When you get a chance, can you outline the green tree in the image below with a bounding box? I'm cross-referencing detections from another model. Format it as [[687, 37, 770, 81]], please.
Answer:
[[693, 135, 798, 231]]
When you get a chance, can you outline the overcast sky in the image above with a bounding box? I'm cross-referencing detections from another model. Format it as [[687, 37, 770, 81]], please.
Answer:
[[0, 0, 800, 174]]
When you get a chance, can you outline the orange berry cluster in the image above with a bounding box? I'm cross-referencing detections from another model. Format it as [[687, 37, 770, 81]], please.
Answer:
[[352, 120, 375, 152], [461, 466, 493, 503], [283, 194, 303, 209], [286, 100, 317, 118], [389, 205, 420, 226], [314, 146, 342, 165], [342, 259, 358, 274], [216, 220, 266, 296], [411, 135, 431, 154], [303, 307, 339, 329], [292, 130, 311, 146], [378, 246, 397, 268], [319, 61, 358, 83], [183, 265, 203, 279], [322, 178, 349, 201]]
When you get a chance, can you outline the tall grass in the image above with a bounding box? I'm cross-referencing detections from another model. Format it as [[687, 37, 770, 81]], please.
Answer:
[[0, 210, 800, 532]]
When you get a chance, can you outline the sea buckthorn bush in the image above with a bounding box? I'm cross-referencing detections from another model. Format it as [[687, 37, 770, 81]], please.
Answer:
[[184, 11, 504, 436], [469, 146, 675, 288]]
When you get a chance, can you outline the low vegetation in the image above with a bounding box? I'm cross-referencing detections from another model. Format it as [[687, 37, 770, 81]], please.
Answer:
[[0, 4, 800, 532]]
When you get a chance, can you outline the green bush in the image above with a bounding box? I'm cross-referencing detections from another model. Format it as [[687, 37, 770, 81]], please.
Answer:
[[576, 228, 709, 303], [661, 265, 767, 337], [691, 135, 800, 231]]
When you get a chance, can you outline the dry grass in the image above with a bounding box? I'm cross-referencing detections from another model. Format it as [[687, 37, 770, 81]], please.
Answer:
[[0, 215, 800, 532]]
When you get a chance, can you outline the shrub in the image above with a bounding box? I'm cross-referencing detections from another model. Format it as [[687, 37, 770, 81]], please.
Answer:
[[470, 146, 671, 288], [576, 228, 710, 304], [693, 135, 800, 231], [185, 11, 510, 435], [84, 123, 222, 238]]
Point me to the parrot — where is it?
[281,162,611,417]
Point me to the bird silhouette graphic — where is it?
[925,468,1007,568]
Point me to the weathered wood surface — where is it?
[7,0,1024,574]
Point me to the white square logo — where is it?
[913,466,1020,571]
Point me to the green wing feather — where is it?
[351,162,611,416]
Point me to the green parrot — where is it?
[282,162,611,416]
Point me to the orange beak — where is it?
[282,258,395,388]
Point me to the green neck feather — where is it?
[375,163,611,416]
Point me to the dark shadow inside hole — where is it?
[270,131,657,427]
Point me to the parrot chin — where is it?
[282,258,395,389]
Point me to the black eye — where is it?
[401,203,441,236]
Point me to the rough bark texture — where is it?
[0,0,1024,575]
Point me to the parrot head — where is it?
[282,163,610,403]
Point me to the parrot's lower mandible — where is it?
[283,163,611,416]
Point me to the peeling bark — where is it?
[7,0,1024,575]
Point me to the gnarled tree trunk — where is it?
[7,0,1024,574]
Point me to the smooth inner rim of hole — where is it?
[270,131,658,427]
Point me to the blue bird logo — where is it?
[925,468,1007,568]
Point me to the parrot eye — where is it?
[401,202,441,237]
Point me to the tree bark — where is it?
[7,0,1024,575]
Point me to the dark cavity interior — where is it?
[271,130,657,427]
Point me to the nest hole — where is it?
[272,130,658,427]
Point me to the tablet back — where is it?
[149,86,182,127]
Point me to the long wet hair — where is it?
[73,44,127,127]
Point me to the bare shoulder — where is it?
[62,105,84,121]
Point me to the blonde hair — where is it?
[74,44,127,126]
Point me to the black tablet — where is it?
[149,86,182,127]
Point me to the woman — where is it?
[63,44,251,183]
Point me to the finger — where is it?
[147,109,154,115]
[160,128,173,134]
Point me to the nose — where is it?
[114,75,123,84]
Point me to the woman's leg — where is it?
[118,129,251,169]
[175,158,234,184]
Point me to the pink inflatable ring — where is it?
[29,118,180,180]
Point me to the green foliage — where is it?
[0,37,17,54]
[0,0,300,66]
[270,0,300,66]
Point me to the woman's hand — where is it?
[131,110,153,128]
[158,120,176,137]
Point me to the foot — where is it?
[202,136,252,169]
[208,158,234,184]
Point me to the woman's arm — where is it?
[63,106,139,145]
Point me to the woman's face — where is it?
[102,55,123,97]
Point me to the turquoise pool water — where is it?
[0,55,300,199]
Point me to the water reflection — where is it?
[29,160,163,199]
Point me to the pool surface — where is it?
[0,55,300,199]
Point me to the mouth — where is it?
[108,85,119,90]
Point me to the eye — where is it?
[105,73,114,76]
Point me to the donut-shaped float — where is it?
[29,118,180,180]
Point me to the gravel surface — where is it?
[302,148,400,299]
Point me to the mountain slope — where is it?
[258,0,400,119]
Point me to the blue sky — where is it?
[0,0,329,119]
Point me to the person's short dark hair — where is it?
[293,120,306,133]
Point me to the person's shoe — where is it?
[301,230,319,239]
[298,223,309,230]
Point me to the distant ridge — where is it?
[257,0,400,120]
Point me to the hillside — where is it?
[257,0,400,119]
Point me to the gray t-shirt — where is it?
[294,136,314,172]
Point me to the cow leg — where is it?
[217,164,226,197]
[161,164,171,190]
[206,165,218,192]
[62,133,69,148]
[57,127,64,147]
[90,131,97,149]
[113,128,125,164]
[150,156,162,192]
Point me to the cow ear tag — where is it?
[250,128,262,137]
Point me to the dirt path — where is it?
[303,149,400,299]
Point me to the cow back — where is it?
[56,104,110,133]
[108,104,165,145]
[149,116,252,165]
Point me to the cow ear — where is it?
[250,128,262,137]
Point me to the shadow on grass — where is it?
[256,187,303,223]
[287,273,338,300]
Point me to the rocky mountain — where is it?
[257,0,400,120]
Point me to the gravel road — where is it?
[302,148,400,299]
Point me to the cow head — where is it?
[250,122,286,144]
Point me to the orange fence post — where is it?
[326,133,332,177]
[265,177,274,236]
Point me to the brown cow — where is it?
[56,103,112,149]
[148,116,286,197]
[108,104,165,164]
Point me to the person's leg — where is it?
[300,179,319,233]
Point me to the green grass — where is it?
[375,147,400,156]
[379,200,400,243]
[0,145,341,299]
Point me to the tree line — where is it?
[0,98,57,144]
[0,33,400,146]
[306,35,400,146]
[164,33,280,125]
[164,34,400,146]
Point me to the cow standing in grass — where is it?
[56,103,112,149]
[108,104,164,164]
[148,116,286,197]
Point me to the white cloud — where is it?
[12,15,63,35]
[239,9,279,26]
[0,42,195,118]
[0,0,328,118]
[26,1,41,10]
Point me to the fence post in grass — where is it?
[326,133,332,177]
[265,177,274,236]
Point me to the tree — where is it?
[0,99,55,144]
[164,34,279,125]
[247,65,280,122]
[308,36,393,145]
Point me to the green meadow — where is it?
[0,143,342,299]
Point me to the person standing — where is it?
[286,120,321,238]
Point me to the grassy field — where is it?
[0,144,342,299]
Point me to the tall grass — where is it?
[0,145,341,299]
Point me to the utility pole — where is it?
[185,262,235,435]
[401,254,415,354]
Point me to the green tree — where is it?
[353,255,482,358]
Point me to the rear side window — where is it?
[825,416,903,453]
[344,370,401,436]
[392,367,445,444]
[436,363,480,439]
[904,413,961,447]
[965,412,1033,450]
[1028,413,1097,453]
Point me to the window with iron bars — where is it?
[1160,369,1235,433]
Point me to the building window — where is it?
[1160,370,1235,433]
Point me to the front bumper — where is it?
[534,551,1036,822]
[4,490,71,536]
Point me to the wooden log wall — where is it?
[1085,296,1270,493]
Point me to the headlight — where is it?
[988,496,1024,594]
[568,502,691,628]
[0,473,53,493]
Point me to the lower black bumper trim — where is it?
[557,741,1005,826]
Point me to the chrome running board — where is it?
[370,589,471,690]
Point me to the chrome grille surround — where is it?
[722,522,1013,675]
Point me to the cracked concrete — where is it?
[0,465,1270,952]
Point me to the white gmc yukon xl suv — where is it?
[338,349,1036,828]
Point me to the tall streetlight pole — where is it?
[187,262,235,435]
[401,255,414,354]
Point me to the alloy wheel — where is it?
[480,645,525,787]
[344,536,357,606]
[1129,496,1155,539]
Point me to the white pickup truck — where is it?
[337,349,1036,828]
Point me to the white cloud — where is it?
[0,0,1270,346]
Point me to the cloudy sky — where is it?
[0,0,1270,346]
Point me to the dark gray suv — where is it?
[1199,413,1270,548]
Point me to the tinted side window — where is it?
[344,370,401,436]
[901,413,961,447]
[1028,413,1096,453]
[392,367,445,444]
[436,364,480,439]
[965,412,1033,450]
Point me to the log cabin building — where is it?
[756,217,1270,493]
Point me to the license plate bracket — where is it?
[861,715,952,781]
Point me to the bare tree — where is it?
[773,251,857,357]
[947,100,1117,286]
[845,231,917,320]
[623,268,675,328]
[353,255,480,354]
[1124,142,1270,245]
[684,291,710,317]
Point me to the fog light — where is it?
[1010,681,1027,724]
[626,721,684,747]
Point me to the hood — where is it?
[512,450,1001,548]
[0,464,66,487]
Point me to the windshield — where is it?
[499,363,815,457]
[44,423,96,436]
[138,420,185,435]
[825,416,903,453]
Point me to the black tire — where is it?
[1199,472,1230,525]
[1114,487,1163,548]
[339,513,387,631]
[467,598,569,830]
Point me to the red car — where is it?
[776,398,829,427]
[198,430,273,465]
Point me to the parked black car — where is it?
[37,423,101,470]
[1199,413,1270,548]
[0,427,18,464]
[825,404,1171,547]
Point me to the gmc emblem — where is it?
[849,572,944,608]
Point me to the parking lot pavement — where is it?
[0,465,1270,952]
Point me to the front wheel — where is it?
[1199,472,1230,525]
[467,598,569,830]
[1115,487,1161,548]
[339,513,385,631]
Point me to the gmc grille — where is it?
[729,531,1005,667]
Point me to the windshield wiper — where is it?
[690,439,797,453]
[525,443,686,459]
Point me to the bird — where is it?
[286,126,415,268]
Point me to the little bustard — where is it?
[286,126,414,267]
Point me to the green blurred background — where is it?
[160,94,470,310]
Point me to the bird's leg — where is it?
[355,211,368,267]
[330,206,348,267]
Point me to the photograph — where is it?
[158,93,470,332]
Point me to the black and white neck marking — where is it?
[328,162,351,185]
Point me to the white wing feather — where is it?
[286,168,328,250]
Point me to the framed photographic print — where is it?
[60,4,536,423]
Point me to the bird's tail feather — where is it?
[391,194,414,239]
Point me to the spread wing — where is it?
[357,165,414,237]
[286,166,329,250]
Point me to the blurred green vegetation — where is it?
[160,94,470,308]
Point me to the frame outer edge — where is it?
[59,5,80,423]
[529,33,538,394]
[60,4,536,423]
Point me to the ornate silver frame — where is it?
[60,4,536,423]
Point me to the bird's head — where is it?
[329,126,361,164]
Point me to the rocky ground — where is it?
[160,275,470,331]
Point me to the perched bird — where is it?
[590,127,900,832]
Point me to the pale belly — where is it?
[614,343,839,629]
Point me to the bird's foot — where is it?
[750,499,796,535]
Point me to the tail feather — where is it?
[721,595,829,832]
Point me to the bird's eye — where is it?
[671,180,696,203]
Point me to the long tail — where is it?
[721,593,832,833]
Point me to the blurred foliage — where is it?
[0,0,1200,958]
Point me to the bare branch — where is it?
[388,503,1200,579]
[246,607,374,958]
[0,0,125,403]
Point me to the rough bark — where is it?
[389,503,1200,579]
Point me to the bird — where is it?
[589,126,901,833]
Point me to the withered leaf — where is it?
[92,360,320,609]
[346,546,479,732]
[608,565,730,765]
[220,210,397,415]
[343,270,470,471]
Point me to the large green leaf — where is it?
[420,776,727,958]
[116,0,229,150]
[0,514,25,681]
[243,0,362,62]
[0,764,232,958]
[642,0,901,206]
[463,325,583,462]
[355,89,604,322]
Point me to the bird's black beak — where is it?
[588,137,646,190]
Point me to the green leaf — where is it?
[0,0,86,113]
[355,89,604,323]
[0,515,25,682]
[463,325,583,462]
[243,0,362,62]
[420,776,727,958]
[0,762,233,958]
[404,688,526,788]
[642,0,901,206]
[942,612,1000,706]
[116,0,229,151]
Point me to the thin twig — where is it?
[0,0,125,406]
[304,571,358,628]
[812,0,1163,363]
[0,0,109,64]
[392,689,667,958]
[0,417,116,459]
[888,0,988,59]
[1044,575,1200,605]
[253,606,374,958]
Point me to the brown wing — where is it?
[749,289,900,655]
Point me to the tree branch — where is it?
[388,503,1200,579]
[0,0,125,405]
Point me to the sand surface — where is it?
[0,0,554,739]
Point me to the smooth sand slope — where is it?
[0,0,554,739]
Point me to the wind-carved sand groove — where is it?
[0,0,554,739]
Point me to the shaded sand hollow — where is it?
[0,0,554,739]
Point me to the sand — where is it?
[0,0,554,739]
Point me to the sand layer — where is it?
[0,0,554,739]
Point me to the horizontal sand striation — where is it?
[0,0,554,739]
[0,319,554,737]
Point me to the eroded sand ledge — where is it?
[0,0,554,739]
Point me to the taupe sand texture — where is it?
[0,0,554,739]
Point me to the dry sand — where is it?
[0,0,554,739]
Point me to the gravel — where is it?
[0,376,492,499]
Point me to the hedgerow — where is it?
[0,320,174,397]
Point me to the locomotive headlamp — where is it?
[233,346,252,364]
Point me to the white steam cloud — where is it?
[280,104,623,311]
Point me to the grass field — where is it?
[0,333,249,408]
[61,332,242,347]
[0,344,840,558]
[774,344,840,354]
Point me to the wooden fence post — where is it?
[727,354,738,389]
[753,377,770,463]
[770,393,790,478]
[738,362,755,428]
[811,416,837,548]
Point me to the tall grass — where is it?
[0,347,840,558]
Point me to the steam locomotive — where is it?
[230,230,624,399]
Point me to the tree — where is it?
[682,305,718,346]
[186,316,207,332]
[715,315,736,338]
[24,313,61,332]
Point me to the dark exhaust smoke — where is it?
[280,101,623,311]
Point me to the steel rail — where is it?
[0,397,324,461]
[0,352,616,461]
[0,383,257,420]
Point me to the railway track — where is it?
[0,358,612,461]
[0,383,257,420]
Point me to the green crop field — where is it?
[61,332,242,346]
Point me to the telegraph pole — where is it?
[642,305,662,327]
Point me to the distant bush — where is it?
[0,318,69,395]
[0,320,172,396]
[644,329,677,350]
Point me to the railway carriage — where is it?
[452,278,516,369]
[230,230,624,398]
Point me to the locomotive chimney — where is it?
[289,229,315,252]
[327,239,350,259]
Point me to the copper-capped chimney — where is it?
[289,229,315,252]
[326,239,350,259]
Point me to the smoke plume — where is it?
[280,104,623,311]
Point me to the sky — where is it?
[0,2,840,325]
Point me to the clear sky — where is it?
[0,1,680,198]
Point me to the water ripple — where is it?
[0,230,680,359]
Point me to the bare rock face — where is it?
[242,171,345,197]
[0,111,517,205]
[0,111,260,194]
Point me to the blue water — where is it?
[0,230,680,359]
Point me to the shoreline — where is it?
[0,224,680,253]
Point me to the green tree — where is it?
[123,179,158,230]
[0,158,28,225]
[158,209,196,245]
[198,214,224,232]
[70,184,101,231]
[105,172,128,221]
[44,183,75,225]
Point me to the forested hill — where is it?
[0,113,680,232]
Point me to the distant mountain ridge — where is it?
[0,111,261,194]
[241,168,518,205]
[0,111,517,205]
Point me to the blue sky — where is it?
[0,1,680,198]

__Task description__. Copy out everything in the records above, from the line containing "Point me to the person standing" down to the line containing "[557,741,1005,826]", with both of those lines included.

__Solution to the problem__.
Point me to the person standing — where is it?
[286,120,321,238]
Point me to the grassy field — where is it?
[0,144,342,299]
Point me to the tall grass — where is it?
[0,145,341,299]
Point me to the utility pole — where is it?
[185,262,235,435]
[401,254,415,354]
Point me to the green tree — where is it?
[353,255,482,358]
Point me to the rear side window — where is it?
[825,416,903,453]
[344,370,401,436]
[392,367,445,444]
[436,363,480,439]
[904,413,961,447]
[965,412,1033,450]
[1028,413,1097,453]
Point me to the window with iron bars — where is it?
[1160,369,1235,433]
Point me to the building window — where is it?
[1160,370,1235,433]
Point me to the front bumper — where is it?
[534,551,1036,822]
[4,490,71,536]
Point me to the wooden log wall — where is it?
[1085,296,1270,493]
Point me to the headlight — where is it?
[988,496,1024,594]
[568,502,691,628]
[0,473,53,493]
Point me to the lower black bumper trim — where is it?
[557,741,1005,826]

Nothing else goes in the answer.